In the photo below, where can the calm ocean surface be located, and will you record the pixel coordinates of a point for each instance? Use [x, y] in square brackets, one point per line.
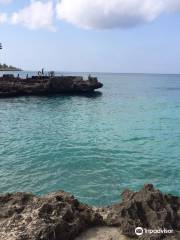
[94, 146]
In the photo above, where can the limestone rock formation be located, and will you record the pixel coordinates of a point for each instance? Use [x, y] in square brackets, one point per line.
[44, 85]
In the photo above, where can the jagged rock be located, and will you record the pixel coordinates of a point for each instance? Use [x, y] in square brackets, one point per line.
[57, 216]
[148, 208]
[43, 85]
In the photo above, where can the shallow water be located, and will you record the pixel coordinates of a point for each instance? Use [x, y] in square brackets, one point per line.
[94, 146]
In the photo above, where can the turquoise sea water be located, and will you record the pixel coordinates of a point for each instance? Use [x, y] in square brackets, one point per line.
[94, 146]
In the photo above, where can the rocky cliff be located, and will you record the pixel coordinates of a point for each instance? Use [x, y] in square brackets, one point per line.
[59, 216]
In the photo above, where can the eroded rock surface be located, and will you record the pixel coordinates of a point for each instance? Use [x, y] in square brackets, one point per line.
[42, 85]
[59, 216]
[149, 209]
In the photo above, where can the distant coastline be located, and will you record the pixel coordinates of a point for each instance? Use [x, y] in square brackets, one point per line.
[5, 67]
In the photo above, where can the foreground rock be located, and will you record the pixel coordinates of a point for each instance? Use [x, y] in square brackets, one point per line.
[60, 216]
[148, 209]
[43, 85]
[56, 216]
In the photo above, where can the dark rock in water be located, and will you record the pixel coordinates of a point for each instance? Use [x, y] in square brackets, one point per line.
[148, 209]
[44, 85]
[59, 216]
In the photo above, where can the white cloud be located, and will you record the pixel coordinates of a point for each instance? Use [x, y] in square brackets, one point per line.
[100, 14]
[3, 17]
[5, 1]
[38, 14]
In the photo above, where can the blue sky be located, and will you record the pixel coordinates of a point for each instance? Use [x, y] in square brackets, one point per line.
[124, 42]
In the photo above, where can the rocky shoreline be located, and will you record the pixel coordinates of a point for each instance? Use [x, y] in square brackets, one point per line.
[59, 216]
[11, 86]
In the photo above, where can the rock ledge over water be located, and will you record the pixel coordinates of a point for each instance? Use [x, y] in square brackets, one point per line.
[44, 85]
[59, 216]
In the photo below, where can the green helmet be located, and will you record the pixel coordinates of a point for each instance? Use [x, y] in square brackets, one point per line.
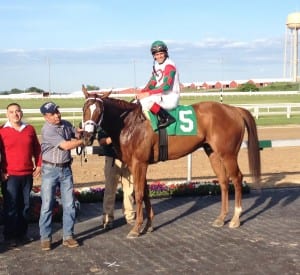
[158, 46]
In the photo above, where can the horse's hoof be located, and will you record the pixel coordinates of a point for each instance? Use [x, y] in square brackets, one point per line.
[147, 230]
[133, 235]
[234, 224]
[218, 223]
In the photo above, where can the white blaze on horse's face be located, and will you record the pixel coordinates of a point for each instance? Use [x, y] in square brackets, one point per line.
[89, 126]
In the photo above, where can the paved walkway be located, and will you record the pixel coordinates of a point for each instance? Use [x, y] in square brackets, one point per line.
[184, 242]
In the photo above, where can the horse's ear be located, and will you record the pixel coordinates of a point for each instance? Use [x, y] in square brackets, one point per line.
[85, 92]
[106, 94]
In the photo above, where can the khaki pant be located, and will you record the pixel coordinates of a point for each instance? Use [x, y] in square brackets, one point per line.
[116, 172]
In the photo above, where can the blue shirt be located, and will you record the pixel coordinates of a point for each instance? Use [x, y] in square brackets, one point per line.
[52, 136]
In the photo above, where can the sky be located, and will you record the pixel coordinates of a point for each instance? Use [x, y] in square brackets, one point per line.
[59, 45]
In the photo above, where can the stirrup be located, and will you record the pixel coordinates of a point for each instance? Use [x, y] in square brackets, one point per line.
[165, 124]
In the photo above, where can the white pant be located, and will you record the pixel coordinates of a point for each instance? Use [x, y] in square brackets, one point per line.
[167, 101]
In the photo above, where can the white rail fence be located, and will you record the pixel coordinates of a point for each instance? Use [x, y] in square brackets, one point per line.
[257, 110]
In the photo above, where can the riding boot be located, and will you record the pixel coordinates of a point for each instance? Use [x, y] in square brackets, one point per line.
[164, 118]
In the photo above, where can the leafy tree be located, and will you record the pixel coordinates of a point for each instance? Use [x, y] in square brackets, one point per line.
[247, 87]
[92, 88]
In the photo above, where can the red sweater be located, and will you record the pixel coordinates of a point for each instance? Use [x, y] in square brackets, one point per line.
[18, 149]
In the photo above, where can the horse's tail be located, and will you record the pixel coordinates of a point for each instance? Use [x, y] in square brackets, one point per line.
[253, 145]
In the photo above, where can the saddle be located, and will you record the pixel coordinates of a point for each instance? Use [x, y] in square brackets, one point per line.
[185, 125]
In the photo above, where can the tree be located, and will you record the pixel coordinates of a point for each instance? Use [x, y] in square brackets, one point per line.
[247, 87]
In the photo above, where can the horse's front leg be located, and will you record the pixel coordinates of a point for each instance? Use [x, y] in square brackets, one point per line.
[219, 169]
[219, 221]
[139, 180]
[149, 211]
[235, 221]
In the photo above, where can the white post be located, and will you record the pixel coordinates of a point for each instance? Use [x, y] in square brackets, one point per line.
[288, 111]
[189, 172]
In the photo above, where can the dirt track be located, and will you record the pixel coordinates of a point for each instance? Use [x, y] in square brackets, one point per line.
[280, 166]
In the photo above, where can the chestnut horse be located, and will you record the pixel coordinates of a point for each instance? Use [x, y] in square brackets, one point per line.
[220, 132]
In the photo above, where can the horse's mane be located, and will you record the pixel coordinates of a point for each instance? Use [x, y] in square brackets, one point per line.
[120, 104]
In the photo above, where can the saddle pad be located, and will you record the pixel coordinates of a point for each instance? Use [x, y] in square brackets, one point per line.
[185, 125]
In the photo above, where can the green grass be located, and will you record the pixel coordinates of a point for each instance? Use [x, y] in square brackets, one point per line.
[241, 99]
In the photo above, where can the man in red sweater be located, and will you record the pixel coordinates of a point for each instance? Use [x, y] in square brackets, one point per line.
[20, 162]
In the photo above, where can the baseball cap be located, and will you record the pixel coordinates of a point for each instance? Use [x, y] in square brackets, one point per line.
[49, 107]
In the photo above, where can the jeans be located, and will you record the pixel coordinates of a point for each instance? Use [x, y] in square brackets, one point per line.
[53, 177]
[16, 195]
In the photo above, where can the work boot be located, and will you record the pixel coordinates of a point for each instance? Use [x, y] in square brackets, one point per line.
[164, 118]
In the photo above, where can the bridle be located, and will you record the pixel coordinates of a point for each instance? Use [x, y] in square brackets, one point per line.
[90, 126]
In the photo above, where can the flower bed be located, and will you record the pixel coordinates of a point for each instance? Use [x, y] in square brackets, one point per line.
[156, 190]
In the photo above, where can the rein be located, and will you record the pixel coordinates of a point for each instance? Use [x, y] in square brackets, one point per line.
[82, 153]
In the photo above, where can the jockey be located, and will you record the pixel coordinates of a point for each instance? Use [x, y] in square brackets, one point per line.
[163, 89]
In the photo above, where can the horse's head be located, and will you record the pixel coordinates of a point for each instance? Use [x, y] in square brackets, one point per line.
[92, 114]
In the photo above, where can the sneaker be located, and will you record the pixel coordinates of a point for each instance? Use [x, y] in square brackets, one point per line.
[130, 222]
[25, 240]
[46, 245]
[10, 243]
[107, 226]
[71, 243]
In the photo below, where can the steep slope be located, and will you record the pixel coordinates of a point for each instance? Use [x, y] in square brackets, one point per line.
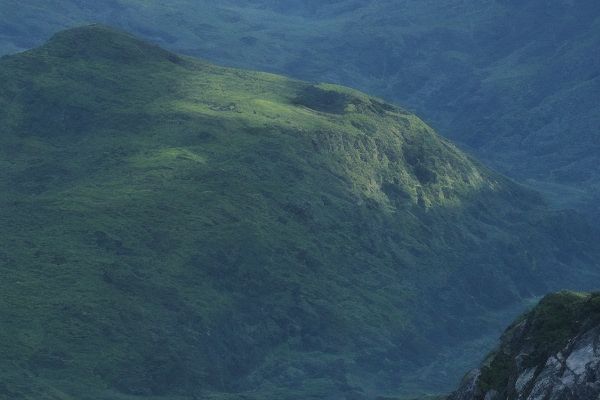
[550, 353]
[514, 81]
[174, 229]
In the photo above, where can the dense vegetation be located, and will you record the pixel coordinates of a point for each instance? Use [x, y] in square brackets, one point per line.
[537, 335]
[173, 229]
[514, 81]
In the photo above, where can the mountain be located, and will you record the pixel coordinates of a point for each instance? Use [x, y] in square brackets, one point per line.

══════════

_WHAT THIS TASK INVOLVES_. Give back the entries verbatim. Do not include any picture.

_SOLUTION FOR THIS EXERCISE_.
In the photo below, where can the calm ocean surface be located, and will you record the pixel coordinates of a point for each instance? Use [x, y] in square brackets, one point per line.
[94, 146]
In the photo above, where can the limestone rock formation be located, and will you record the pixel coordinates of a point for each instance? Use [x, y] in square brackets, one point per line.
[44, 85]
In the photo above, where can the jagged rock be located, and will you record the pixel coordinates of a point for each instance? Use [x, y] in square brackets, one point per line.
[57, 216]
[148, 208]
[43, 85]
In the photo above, where can the shallow water be located, and will you record the pixel coordinates of a point for each instance? Use [x, y] in square brackets, one point per line.
[94, 146]
In the photo above, where can the turquoise sea water be located, and will you record the pixel coordinates of a point for each instance? Use [x, y] in square brackets, one point per line.
[94, 146]
In the photo above, where can the rocky cliff be located, and will you record the pixel coordinates of a point for each instance? Use [x, y] in square brackets, one point per line.
[59, 216]
In the photo above, where can the eroded rock surface be located, and will you record the pixel coordinates of a point for each instance? Use [x, y] in square brackets, one point per line.
[42, 85]
[59, 216]
[149, 209]
In the photo above, where can the distant coastline be located, and will you record the pixel coordinates of a point for each instance? Use [x, y] in square brackets, one point per line.
[5, 67]
In the photo above, where can the foreground rock be located, and will you record the pixel coordinates of a point for each instance? Use [x, y] in square brackets, one point per line.
[60, 216]
[148, 209]
[43, 85]
[56, 216]
In the photo above, where can the dark rock in water be located, and will you record the pixel coordinates of a point for each instance? Use [x, y] in square brackets, one point per line.
[148, 209]
[44, 85]
[59, 216]
In the photo above, where can the white cloud be located, and will you record the pixel coordinates of a point for each instance? Use [x, y] in square brackets, one point per line.
[100, 14]
[3, 17]
[5, 1]
[38, 14]
In the photo above, where can the blue sky be located, and will you record the pixel coordinates of a point for each instance? Use [x, y] in square brackets, one point per line.
[124, 42]
In the photo above, where can the rocky shoreline be located, and will you record the pixel coordinates of a point for each instance? Use [x, y] in square brackets, one point per line.
[59, 216]
[11, 86]
In the photo above, where can the rock ledge over water be located, and will you record the pixel coordinates of a point for each instance? Use [x, y] in square brackets, one point per line.
[44, 85]
[59, 216]
In the photo below, where can the green helmet be located, and will you record the pixel coordinates of a point for each instance? Use [x, y] in square brackets, one point per line.
[158, 46]
In the photo above, where can the horse's hoof be located, and will you record the pixel coordinates of a point for each instance? Use [x, y] in square brackets, one point per line.
[147, 230]
[133, 235]
[234, 224]
[218, 223]
In the photo above, where can the white blaze on horse's face be located, and will you record the pixel coordinates of a point for each instance? Use [x, y] in square brackets, one point per line.
[89, 126]
In the photo above, where can the paved walkway be located, and will you record the pixel coordinates of a point for each instance? Use [x, y] in square brackets, one point per line.
[184, 242]
In the photo above, where can the horse's ear be located, and will you record the pixel coordinates of a point for each instance? Use [x, y] in square brackets, one point per line.
[85, 92]
[106, 94]
In the photo above, where can the khaki pant be located, and will you record the pixel coordinates of a point for each instance? Use [x, y] in square brackets, one point per line.
[116, 172]
In the photo above, where can the blue shirt be located, and will you record the pixel coordinates of a point for each instance? Use [x, y] in square brackets, one point per line.
[52, 136]
In the photo above, where can the sky be located, and will you record the pixel coordinates of a point for each instance? Use [x, y] in square brackets, one point per line.
[59, 45]
In the photo above, where can the stirrup be located, and will you record the pixel coordinates of a point for each instance? Use [x, y] in square brackets, one point per line.
[165, 124]
In the photo above, where can the white pant be located, and will you record the pixel coordinates of a point for each instance? Use [x, y] in square brackets, one point per line.
[167, 101]
In the photo above, where can the white rail fence be located, and will you record the pixel coordinates of a point for each instance? Use [x, y] in square brackets, one point per line.
[257, 110]
In the photo above, where can the riding boot be located, and will you record the pixel coordinates of a point for each instance? Use [x, y] in square brackets, one point per line.
[164, 118]
In the photo above, where can the leafy tree be located, and will you record the pixel coordinates of a point for each instance? Use [x, y] in square brackets, one point per line.
[247, 87]
[92, 88]
In the photo above, where can the red sweater be located, and will you record the pixel coordinates of a point for each instance? Use [x, y] in square brackets, one point per line.
[18, 149]
In the photo above, where can the horse's tail be located, and will you record the pixel coordinates of a point for each instance? Use [x, y] in square brackets, one point per line.
[253, 145]
In the photo above, where can the saddle be located, and will you record the pixel coordinates of a point for each instance? Use [x, y] in square brackets, one point per line.
[185, 125]
In the photo above, where can the tree be located, and will you record the pixel coordinates of a point for each instance? Use [x, y] in square brackets, one point per line.
[247, 87]
In the photo above, where can the horse's front leg be located, and will you record the pixel coordinates of a point for each instance? Use [x, y] in square brackets, one point per line.
[219, 169]
[219, 221]
[139, 180]
[149, 211]
[235, 221]
In the photo above, where can the white post be located, and will you record the pixel coordinates of a point for each instance? Use [x, y] in square brackets, one point per line.
[288, 111]
[189, 172]
In the photo above, where can the dirt track be located, and will you record the pixel coordinates of a point for each instance? Use [x, y] in square brackets, one point per line.
[280, 166]
In the photo above, where can the chestnut horse be located, and will you record the pixel coordinates of a point for each instance? Use [x, y] in square brackets, one point per line.
[220, 132]
In the photo above, where can the horse's mane be located, and will you record the pixel coordinates of a point for each instance? Use [x, y] in square brackets, one point per line.
[120, 104]
In the photo above, where can the saddle pad be located, and will you record the pixel coordinates of a point for each instance? Use [x, y] in square brackets, one point per line.
[185, 125]
In the photo above, where can the green grass be located, and will you record the pixel coordinates of a point for each instance? Use [x, y] in square brackets, one point per line.
[241, 99]
In the photo above, where can the man in red sweater be located, and will you record the pixel coordinates of a point for each instance? Use [x, y] in square brackets, one point per line.
[20, 162]
In the photo above, where can the baseball cap be located, and will you record the pixel coordinates of a point for each instance? Use [x, y] in square brackets, one point per line.
[49, 107]
In the photo above, where can the jeans be located, and will you record the pixel coordinates of a point for each instance? Use [x, y] in square brackets, one point per line.
[53, 177]
[16, 195]
In the photo above, where can the work boot be located, and will you record the pixel coordinates of a point for each instance? Use [x, y] in square brackets, one point per line.
[164, 118]
In the photo above, where can the bridle be located, and will you record the pixel coordinates of a point for each instance? Use [x, y] in square brackets, one point per line.
[90, 126]
In the photo above, where can the flower bed be located, and will you record the pixel coordinates of a point for each instance? Use [x, y] in square brackets, one point per line.
[156, 190]
In the photo above, where can the rein be located, and will you record the pixel coordinates of a point for each instance? Use [x, y] in square brackets, one point per line.
[82, 153]
In the photo above, where can the jockey be located, and will you record the pixel coordinates of a point for each instance? Use [x, y] in square brackets, one point per line.
[163, 89]
In the photo above, where can the horse's head be located, and will you record the pixel coordinates of a point for each instance? Use [x, y] in square brackets, one point per line.
[92, 114]
In the photo above, where can the sneaker be located, and will you record the pixel coordinates of a point for each instance? Use [x, y] in square brackets, one point per line.
[130, 222]
[25, 240]
[46, 245]
[10, 243]
[107, 226]
[71, 243]
In the photo below, where can the steep slope be located, and will you record the pixel coordinates of a point for each instance? Use [x, y] in square brackets, one point per line.
[550, 353]
[514, 81]
[174, 229]
In the photo above, where can the dense vegetation be located, and will you record the pixel coordinates of a point for each instance? Use [x, y] in square brackets, one point per line.
[537, 335]
[173, 229]
[514, 81]
In the photo above, where can the mountain be located, and will you record the pixel coordinates of a point for each instance? Use [x, y] in square brackets, one point per line.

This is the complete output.